* Exercise requirements
Reproduce the listing below verbatim, line for line, leaving out the pictures.

* Information shown
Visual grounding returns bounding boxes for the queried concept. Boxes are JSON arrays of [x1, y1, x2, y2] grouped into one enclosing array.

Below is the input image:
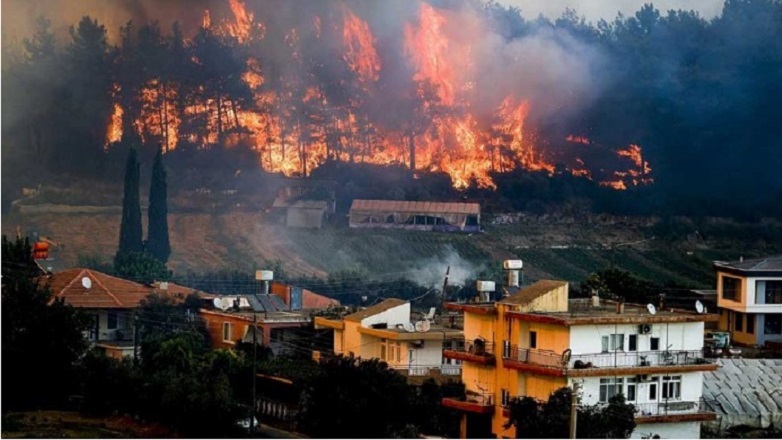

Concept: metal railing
[[633, 400, 711, 417], [502, 345, 713, 369], [568, 350, 712, 369], [445, 339, 494, 356]]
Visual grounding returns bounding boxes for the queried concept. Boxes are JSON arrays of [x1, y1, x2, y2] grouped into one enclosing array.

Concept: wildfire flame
[[106, 0, 654, 190]]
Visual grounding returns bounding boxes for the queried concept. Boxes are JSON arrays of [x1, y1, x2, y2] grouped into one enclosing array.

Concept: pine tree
[[115, 147, 143, 258], [147, 149, 171, 264]]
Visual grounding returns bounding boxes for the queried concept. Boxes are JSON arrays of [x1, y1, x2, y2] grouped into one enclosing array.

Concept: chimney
[[502, 260, 523, 287], [475, 281, 496, 302], [255, 270, 274, 295]]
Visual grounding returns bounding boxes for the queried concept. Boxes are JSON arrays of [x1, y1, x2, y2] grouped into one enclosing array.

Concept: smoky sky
[[506, 0, 723, 22]]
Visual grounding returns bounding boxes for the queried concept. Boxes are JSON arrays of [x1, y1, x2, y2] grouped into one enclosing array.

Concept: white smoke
[[407, 246, 483, 288]]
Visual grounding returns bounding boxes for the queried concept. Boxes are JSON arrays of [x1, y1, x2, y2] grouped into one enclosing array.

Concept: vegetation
[[506, 387, 635, 438], [146, 149, 171, 265], [2, 236, 91, 411]]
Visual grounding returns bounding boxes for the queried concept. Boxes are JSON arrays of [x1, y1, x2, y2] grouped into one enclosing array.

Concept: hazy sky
[[500, 0, 724, 22]]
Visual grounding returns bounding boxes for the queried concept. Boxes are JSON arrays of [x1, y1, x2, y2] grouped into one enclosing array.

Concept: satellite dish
[[220, 298, 234, 310]]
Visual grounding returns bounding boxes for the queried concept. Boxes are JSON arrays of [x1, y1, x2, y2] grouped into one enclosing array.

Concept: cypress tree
[[147, 149, 171, 264], [115, 147, 143, 262]]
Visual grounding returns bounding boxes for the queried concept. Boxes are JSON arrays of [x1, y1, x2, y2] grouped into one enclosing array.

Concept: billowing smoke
[[407, 246, 484, 289]]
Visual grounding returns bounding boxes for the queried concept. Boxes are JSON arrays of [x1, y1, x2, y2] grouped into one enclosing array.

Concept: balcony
[[443, 339, 494, 365], [503, 346, 716, 377], [634, 400, 717, 423], [442, 390, 494, 414]]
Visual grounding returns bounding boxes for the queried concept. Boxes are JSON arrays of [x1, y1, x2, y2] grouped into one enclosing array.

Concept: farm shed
[[350, 199, 481, 232], [274, 200, 328, 229]]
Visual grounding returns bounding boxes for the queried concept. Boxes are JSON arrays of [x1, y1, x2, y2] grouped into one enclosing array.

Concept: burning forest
[[3, 0, 776, 218]]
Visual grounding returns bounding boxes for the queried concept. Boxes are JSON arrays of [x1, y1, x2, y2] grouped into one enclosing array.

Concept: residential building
[[46, 269, 187, 357], [714, 255, 782, 346], [315, 298, 462, 383], [349, 199, 481, 232], [199, 288, 330, 355], [443, 280, 718, 438]]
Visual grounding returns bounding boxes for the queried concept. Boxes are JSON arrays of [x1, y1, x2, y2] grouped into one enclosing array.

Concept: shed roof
[[499, 280, 567, 304], [350, 199, 481, 214], [345, 298, 407, 322], [714, 255, 782, 272]]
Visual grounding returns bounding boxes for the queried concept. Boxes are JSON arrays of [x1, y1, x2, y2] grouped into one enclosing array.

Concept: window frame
[[598, 377, 625, 403], [720, 275, 741, 302], [223, 321, 233, 342]]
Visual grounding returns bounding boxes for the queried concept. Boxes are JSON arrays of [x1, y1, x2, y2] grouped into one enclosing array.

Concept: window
[[600, 377, 624, 403], [627, 335, 638, 351], [756, 281, 782, 304], [663, 376, 682, 399], [625, 377, 636, 402], [106, 312, 117, 330], [649, 377, 657, 402], [602, 333, 625, 353], [722, 275, 741, 301], [500, 388, 510, 406], [763, 315, 782, 335], [223, 322, 233, 342]]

* Result for this exercise
Visual grounding returns bounding boxes for the queried concept. Boxes are JSON arrays of [x1, y1, x2, y2] grouped into one enclosing array.

Below is the input image:

Concept: metal railing
[[633, 400, 711, 417], [502, 345, 713, 369], [568, 350, 712, 369], [445, 339, 494, 356]]
Visual grounding returns bounding boxes for the queried concept. Boxes are JSON arrays of [x1, y1, x2, y2] grouped into one enclosing array.

Concept: wildfire flame
[[106, 0, 654, 190]]
Visual grounding returns bounding boxes for the queried concept. Boxes are JSON arrays of [x1, y1, x2, y2] grouped into one enclosing array.

Concept: pine tree
[[115, 147, 143, 258], [147, 149, 171, 264]]
Visual grounding returns bounding boxes for the queried concept. Boxes are JSON arrays of [x1, y1, x2, y2] grouped into one enclosing array.

Concept: chimney
[[502, 260, 523, 287], [475, 281, 496, 302], [255, 270, 274, 295]]
Visual grounding returns bounding boxes for the queried concept. Boxes are JSON arrays of [x1, y1, x2, y2] grouped into one enclosing array.

Concept: smoky sky
[[506, 0, 723, 22]]
Visual grounding returns bounding boxes for the queried concept. Boxes are JSON arrays of [x1, y1, x2, y2] grouped into one enclosing array.

Concept: white smoke
[[407, 246, 483, 288]]
Visual grounding returns bounding boxes for the queried concept. Boxes are JSON arrays of [x1, y1, x2, y2] grouped into one enclosing array.

Concept: vegetation
[[506, 387, 635, 438], [146, 149, 171, 265], [2, 236, 91, 411]]
Visual grounding returns bounding boxes for the queried concept. Boxes are JSON arrays of [x1, y1, x2, y2] grouped into one enclosing array.

Concept: hazy sky
[[500, 0, 724, 22]]
Visual grounding returns bounding boxes for the queried concept. Boxes are JSON arrays of [x1, y1, x2, y2] grouped into one enclosing array.

Concept: satellite dish
[[220, 298, 234, 310]]
Visual grounding returns bounding boxes for the queried concept. Boxes are JSON arrays of [x1, y1, x2, y2] grouped into one enclosing array.

Concept: cypress tree
[[147, 149, 171, 264], [115, 147, 143, 262]]
Visual grounding returns bounding boxes for the queried concept. Boxes are JSON arrays of [x1, y1, x2, y2] grouped into one enclosing array.

Concept: billowing smoke
[[407, 246, 484, 289]]
Visual grounding returns bounding boxes for the queried concept. Boxes are JSON arrays of [x1, y1, x2, y2] grouped into one enclosing array.

Concept: balcony
[[443, 339, 494, 365], [503, 346, 716, 377], [634, 400, 717, 423], [442, 390, 494, 414]]
Visual grounding returns bounding boxes for the queried concept. Boxes are JSON arrays of [x1, y1, x2, y2] grouped into one enclosing array.

Concept: farm shed
[[350, 199, 481, 232], [274, 200, 328, 229]]
Visual grounding returns bounding boxes for the queried concept. Boxes are JSON arrays of [x1, y1, x2, y2] grouped into one enclosing array.

Concept: burning forest
[[3, 0, 776, 218]]
Visual grounding returns bounding boxes for the queried concept. Boxes are JSON arrays of [x1, y1, x2, y2] grouped into one enclosing array.

Concept: residential building
[[46, 269, 187, 357], [714, 255, 782, 346], [315, 298, 462, 383], [349, 199, 481, 232], [199, 288, 330, 355], [443, 280, 718, 438]]
Visual grounding returns bounding boxes for the queried concept. Boxes are JSON arrays of [x1, y1, x2, y2] grouped into one enclosing array.

Concept: shed roof
[[499, 280, 567, 304], [350, 199, 481, 214], [345, 298, 407, 322], [714, 255, 782, 272]]
Visual grounding returns bounding boxes for the queried concept. Boxes are JSON arrays of [x1, y1, x2, y2] grouped into one enclosing array.

Concept: window frame
[[598, 377, 625, 403], [720, 275, 741, 302], [223, 321, 233, 342]]
Visual grounding returns bounding boxes for the queried concept. Boxes are JSON arrays of [x1, y1, x2, y2] grouped into one enclosing array.

Concept: window
[[600, 377, 624, 403], [627, 335, 638, 351], [756, 281, 782, 304], [663, 376, 682, 399], [625, 377, 636, 402], [106, 312, 117, 330], [649, 377, 657, 402], [602, 333, 625, 353], [722, 275, 741, 301], [500, 388, 510, 406], [763, 315, 782, 335], [223, 322, 233, 342]]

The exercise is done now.